[Entri pelabelan lokasi gambar]
______________________________

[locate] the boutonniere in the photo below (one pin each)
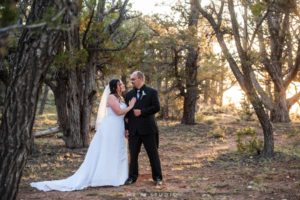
(143, 94)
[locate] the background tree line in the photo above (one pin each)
(70, 47)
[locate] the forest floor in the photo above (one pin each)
(198, 162)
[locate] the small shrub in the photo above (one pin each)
(209, 121)
(247, 141)
(218, 132)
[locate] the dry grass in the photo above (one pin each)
(198, 162)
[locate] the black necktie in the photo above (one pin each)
(139, 95)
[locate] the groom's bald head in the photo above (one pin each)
(137, 79)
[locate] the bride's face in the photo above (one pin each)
(121, 87)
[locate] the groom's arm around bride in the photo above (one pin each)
(142, 128)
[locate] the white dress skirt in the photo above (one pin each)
(106, 161)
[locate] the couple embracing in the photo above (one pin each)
(106, 161)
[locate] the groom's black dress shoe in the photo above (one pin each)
(158, 182)
(130, 181)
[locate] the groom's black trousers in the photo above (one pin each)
(150, 143)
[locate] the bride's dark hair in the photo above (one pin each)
(113, 85)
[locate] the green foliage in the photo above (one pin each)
(258, 8)
(247, 141)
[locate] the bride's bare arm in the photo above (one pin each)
(113, 102)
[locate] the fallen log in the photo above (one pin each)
(48, 131)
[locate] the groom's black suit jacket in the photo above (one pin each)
(149, 105)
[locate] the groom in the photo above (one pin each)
(141, 127)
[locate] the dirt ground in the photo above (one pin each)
(196, 165)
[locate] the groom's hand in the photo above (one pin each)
(137, 112)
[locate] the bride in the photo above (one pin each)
(106, 161)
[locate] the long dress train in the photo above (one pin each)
(106, 161)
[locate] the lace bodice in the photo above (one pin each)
(110, 111)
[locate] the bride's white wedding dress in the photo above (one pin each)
(106, 161)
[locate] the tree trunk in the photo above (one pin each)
(74, 95)
(67, 99)
(35, 53)
(191, 69)
(44, 100)
(280, 111)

______________________________

> [Tujuan Latihan] Bisakah Anda menulis ulang semua baris di atas dengan mengganti "bride's" menjadi "woman's" di setiap tempat kata itu muncul, tanpa mengubah bagian lain? Jangan sertakan baris gambarnya dalam jawaban.

> [Hasil]
[locate] the boutonniere in the photo below (one pin each)
(143, 94)
[locate] the background tree line in the photo above (one pin each)
(70, 47)
[locate] the forest floor in the photo above (one pin each)
(198, 162)
[locate] the small shrub in the photo above (one pin each)
(209, 121)
(247, 141)
(218, 132)
[locate] the dry grass in the photo above (one pin each)
(198, 162)
[locate] the black necktie in the photo above (one pin each)
(139, 95)
[locate] the groom's bald head in the photo above (one pin each)
(137, 79)
[locate] the woman's face in the photo above (one pin each)
(121, 87)
[locate] the groom's arm around bride in the photo above (one pin each)
(142, 128)
[locate] the white dress skirt in the photo above (one pin each)
(106, 161)
[locate] the couple embracing in the photo above (one pin each)
(106, 161)
[locate] the groom's black dress shoe in the photo above (one pin each)
(158, 182)
(130, 181)
[locate] the groom's black trousers in the photo above (one pin each)
(150, 143)
[locate] the woman's dark hair in the photo above (one pin each)
(113, 85)
[locate] the green foliage in the photo above (one pin each)
(258, 8)
(247, 141)
[locate] the woman's bare arm in the photo above (one pin each)
(113, 102)
[locate] the fallen log in the photo above (one pin each)
(48, 131)
[locate] the groom's black suit jacket in the photo above (one pin each)
(149, 105)
[locate] the groom in the photo above (one pin each)
(141, 127)
[locate] the dirt ground in the photo above (one pin each)
(196, 165)
[locate] the groom's hand in the photo above (one pin each)
(137, 112)
[locate] the bride in the photo above (one pin each)
(106, 161)
[locate] the long dress train in the photo above (one pin each)
(106, 161)
[locate] the lace bodice in the photo above (one pin each)
(110, 111)
[locate] the woman's white wedding dress in the photo above (one pin each)
(106, 161)
[locate] the tree trunk in the photo above (one pin each)
(74, 95)
(67, 99)
(35, 53)
(191, 69)
(44, 100)
(280, 111)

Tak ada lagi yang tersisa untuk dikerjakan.